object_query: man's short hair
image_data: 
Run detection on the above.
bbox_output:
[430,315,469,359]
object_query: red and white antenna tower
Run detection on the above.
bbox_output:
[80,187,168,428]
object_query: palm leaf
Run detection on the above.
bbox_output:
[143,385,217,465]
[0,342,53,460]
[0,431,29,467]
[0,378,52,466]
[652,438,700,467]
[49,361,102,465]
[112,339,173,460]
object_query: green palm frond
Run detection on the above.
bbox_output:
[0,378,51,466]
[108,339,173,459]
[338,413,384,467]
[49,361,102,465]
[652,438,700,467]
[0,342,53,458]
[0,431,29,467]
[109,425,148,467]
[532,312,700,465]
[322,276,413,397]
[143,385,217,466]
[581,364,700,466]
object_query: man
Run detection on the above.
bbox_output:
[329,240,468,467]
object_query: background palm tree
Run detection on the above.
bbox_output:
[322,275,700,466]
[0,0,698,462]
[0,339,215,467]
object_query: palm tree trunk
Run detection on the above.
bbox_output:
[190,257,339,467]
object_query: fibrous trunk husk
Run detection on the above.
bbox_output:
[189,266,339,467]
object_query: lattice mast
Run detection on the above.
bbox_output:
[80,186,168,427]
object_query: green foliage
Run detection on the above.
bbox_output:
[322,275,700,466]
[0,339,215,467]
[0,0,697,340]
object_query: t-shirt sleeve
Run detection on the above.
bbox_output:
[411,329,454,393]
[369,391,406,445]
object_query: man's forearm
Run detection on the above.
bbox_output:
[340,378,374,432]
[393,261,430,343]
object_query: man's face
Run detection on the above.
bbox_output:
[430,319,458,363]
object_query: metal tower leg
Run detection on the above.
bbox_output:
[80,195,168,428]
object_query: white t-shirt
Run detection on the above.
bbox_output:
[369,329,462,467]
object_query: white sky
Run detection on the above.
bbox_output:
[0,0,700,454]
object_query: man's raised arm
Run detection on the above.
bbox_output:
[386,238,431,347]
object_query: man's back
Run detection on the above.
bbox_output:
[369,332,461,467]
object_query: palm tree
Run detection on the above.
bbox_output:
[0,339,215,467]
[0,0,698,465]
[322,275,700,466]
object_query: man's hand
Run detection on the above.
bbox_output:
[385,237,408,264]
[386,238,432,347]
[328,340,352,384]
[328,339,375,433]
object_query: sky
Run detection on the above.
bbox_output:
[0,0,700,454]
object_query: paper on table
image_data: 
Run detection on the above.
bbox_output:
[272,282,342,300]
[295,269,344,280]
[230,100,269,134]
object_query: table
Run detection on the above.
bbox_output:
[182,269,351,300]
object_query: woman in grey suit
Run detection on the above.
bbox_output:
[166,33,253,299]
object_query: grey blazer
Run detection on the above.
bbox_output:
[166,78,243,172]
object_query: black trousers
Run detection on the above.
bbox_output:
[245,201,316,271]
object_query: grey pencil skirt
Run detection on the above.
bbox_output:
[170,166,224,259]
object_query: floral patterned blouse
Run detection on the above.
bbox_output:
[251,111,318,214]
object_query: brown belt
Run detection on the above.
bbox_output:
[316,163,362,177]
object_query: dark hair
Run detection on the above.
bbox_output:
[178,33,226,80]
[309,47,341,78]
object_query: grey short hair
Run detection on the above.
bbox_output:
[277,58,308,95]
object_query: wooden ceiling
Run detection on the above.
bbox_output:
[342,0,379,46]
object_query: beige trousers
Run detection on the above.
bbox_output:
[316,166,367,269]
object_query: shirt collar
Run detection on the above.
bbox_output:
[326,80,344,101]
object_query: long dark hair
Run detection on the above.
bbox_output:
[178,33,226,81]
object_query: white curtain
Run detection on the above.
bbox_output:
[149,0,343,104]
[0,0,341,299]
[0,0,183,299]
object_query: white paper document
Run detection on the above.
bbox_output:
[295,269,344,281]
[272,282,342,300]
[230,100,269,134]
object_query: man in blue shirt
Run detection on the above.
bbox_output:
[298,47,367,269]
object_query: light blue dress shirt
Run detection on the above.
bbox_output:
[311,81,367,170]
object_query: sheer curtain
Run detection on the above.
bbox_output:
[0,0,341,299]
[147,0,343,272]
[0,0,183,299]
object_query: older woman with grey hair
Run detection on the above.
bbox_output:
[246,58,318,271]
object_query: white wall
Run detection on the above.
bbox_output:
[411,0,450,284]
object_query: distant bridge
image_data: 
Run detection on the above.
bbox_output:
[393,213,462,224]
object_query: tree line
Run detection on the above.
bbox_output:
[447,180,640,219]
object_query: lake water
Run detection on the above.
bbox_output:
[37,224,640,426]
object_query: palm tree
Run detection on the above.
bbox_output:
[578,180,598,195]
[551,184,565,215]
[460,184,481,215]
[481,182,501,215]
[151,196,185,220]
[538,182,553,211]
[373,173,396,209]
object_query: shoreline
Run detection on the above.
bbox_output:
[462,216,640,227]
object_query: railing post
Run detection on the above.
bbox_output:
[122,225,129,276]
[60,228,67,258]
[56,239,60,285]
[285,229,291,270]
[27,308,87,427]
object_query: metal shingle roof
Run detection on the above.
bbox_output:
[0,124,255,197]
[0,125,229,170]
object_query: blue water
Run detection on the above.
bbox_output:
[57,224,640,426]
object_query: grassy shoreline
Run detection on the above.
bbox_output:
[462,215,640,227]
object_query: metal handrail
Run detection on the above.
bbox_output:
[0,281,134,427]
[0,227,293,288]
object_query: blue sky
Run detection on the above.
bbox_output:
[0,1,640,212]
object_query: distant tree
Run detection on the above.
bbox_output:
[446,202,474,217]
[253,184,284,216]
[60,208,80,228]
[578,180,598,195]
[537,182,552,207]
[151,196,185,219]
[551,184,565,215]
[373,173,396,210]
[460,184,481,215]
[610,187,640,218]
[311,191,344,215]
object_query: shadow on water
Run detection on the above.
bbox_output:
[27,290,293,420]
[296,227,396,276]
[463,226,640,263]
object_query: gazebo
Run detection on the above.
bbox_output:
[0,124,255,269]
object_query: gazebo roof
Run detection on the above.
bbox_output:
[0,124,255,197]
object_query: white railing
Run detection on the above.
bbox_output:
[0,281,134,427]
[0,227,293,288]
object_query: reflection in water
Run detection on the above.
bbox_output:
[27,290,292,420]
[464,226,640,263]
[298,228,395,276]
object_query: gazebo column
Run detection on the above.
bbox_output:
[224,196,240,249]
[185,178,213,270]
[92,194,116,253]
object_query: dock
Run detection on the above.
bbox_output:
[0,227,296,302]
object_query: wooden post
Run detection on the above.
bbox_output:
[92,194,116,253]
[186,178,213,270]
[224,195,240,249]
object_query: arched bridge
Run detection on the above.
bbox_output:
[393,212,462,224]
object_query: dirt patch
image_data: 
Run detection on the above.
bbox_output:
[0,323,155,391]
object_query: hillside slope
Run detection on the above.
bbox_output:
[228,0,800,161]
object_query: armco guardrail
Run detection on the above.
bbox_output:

§ **Written problem**
Please update the listing above by changing every "bbox_output" to "box_coordinates" and leaving the rest untouched.

§ **Result of the exercise**
object_query: man's short hair
image_data: 
Run detection on the above.
box_coordinates:
[430,315,469,359]
object_query: red and white antenna tower
Run detection on the above.
box_coordinates:
[80,187,168,428]
object_query: palm leaf
Run detection on the above.
box_coordinates:
[143,385,217,465]
[0,342,53,460]
[0,431,29,467]
[0,378,52,466]
[652,438,700,467]
[49,361,102,465]
[112,339,173,460]
object_query: green palm frond
Run detection on the above.
box_coordinates:
[0,378,51,466]
[108,339,173,459]
[338,413,384,467]
[49,361,102,465]
[652,438,700,467]
[0,342,53,458]
[0,431,29,467]
[109,425,148,467]
[532,312,700,465]
[322,276,413,397]
[143,385,217,466]
[581,364,700,466]
object_query: man
Run detection on the above.
box_coordinates:
[329,240,468,467]
object_query: background palm tree
Run detection on the above.
box_coordinates:
[322,275,700,466]
[0,0,698,462]
[0,339,215,467]
object_query: palm tree trunk
Run detection on the above.
box_coordinates:
[190,257,339,467]
object_query: fibrous trunk husk
Run detection on the above.
box_coordinates:
[189,266,339,467]
object_query: lattice mast
Run detection on the above.
box_coordinates:
[80,186,168,427]
object_query: green foliage
Run detection on the above.
box_coordinates:
[322,275,700,466]
[0,339,215,467]
[0,0,697,340]
object_query: t-shirt sleeve
Run detection on the above.
box_coordinates:
[411,329,454,393]
[369,391,406,445]
object_query: man's forearm
Run detection on the above.
box_coordinates:
[340,378,374,432]
[393,261,430,343]
object_query: man's face
Run detection on the above.
box_coordinates:
[430,319,458,363]
object_query: metal tower leg
Run detection on the above.
box_coordinates:
[80,195,168,428]
object_query: white t-shirt
Run detection on the above.
box_coordinates:
[369,329,462,467]
object_query: white sky
Run detection on the above.
box_coordinates:
[0,0,700,454]
object_query: man's raised arm
Run detection on the above.
box_coordinates:
[386,238,431,347]
object_query: man's back
Run detection on the above.
box_coordinates:
[369,332,461,467]
object_query: palm tree
Run detection on the above.
box_coordinates:
[0,339,215,467]
[0,0,698,465]
[322,275,700,466]
object_query: man's hand
Run detection on the above.
box_coordinates:
[385,237,408,264]
[386,238,432,347]
[328,340,352,384]
[328,339,375,433]
object_query: sky
Run detection on the above.
box_coordinates:
[0,0,700,454]
object_query: paper on table
image_data: 
Run detection on the above.
box_coordinates:
[272,282,342,300]
[295,269,344,280]
[230,100,269,134]
object_query: table
Run detection on the above.
box_coordinates:
[182,269,351,300]
object_query: woman in grey suit
Run detection on the above.
box_coordinates:
[166,33,253,299]
object_query: grey blazer
Run detection on the above.
box_coordinates:
[166,78,243,172]
object_query: black trousers
Run detection on the above.
box_coordinates:
[245,201,316,271]
object_query: grey pencil skirt
Run detection on the above.
box_coordinates:
[170,166,224,259]
object_query: floral patterned blouse
Run detection on the above.
box_coordinates:
[251,111,318,214]
object_query: brown belt
Run detection on the above.
box_coordinates:
[316,163,362,177]
object_query: dark hair
Run detection on the above.
box_coordinates:
[178,33,226,80]
[309,47,341,78]
object_query: grey short hair
Run detection on the above.
box_coordinates:
[277,58,308,95]
object_query: wooden ceiling
Run detection on the above.
box_coordinates:
[342,0,379,46]
object_query: beige trousers
Run detection on the above.
box_coordinates:
[316,166,367,269]
object_query: shirt collar
Run detection on the above.
box_coordinates:
[326,80,344,101]
object_query: long dark hair
Run detection on the above.
box_coordinates:
[178,33,226,81]
object_query: white curtain
Run detection on the above.
box_coordinates:
[149,0,343,104]
[0,0,341,299]
[0,0,183,299]
object_query: white paper document
Run detection on the above.
box_coordinates:
[295,269,344,281]
[272,282,342,300]
[230,100,269,134]
object_query: man in blue shirt
Run detection on the above.
box_coordinates:
[298,47,367,269]
object_query: light blue dress shirt
Run detection on the above.
box_coordinates:
[311,81,367,170]
object_query: sheer curtain
Run detection on the above.
box_coordinates:
[0,0,341,299]
[147,0,343,272]
[0,0,183,299]
object_query: older woman with grey hair
Run detection on the above.
box_coordinates:
[246,58,318,271]
object_query: white wall
Run detection on the above.
box_coordinates:
[411,0,450,284]
object_query: distant bridge
image_data: 
Run detection on the above.
box_coordinates:
[393,213,462,224]
object_query: tree line
Run detection on the above.
box_coordinates:
[447,180,640,219]
object_query: lake water
Run detection on the above.
box_coordinates:
[37,224,640,426]
object_query: palm tree
Run detection on the above.
box_coordinates:
[578,180,598,195]
[551,184,565,215]
[460,184,481,215]
[481,182,501,215]
[151,196,185,220]
[538,182,553,211]
[373,173,396,209]
object_query: shoreline
Run detection on the above.
box_coordinates:
[462,216,640,227]
object_query: railing post
Run detection on the above.
box_coordinates:
[122,225,129,276]
[60,228,67,258]
[56,239,60,285]
[285,229,291,270]
[27,308,87,427]
object_query: metal shingle roof
Run detection on the above.
box_coordinates:
[0,124,255,197]
[0,125,229,170]
object_query: blue water
Run detection on the above.
box_coordinates:
[57,224,640,426]
object_query: grassy shoreline
Run detection on the above.
box_coordinates:
[462,215,640,227]
object_query: metal handrail
Run detection on the above.
box_coordinates:
[0,281,134,427]
[0,227,293,288]
object_query: blue sky
Run detection on the above.
box_coordinates:
[0,1,640,212]
object_query: distant tree
Run detection on the above.
box_coordinates:
[446,202,474,217]
[253,184,284,216]
[60,208,80,228]
[578,180,598,195]
[537,182,552,207]
[151,196,185,219]
[551,184,565,215]
[373,173,396,210]
[460,184,481,215]
[610,187,640,218]
[311,191,344,215]
object_query: shadow on water
Run detection on the above.
box_coordinates:
[27,290,293,420]
[296,227,396,276]
[463,226,640,263]
object_query: gazebo
Run detection on the above.
box_coordinates:
[0,124,255,269]
object_query: gazebo roof
Run detection on the above.
box_coordinates:
[0,124,255,197]
object_query: white railing
Run detection on the above.
box_coordinates:
[0,281,134,427]
[0,227,293,288]
object_query: reflection in water
Run detection on the above.
box_coordinates:
[27,290,292,420]
[464,226,640,263]
[298,228,395,276]
object_query: gazebo column
Run detection on the above.
box_coordinates:
[224,196,240,249]
[185,178,213,270]
[92,194,116,253]
object_query: dock
Run detection on the above.
box_coordinates:
[0,227,296,302]
object_query: wooden post
Run detection on the above.
box_coordinates:
[92,194,116,253]
[186,178,213,270]
[224,195,240,249]
object_query: arched bridge
Run detection on the above.
box_coordinates:
[393,212,462,224]
object_query: dirt patch
image_data: 
Run detection on the above.
box_coordinates:
[0,323,155,391]
object_query: hillside slope
Run detection on the above.
box_coordinates:
[228,0,800,161]
object_query: armco guardrail
Run detection on the above.
box_coordinates:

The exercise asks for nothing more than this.